At Sandy Hook Memorial, Obama Showcases the Magical Thinking of Gun Controllers
On Sunday night, speaking at a memorial service for the 26 victims of Adam Lanza's horrifying shooting rampage at Sandy Hook Elementary School in Newtown, Connecticut, President Obama provided a window onto the magical thinking of people who think such appalling crimes could be prevented if only we had the courage to pass the right law:
We can't tolerate this anymore. These tragedies must end. And to end them, we must change. We will be told that the causes of such violence are complex, and that is true. No single law—no set of laws can eliminate evil from the world, or prevent every senseless act of violence in our society.
But that can't be an excuse for inaction. Surely, we can do better than this. If there is even one step we can take to save another child, or another parent, or another town, from the grief that has visited Tucson, and Aurora, and Oak Creek, and Newtown, and communities from Columbine to Blacksburg before that—then surely we have an obligation to try.

Data shown:
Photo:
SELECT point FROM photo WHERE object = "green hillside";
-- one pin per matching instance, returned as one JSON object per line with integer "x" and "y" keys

Work request: From the article above on Obama's Sandy Hook memorial remarks, reproduce word for word the passage that begins with "At Sandy Hook Memorial, Obama" and ends after "in our society.".

Response to this task:
At Sandy Hook Memorial, Obama Showcases the Magical Thinking of Gun Controllers
On Sunday night, speaking at a memorial service for the 26 victims of Adam Lanza's horrifying shooting rampage at Sandy Hook Elementary School in Newtown, Connecticut, President Obama provided a window onto the magical thinking of people who think such appalling crimes could be prevented if only we had the courage to pass the right law:
We can't tolerate this anymore. These tragedies must end. And to end them, we must change. We will be told that the causes of such violence are complex, and that is true. No single law—no set of laws can eliminate evil from the world, or prevent every senseless act of violence in our society.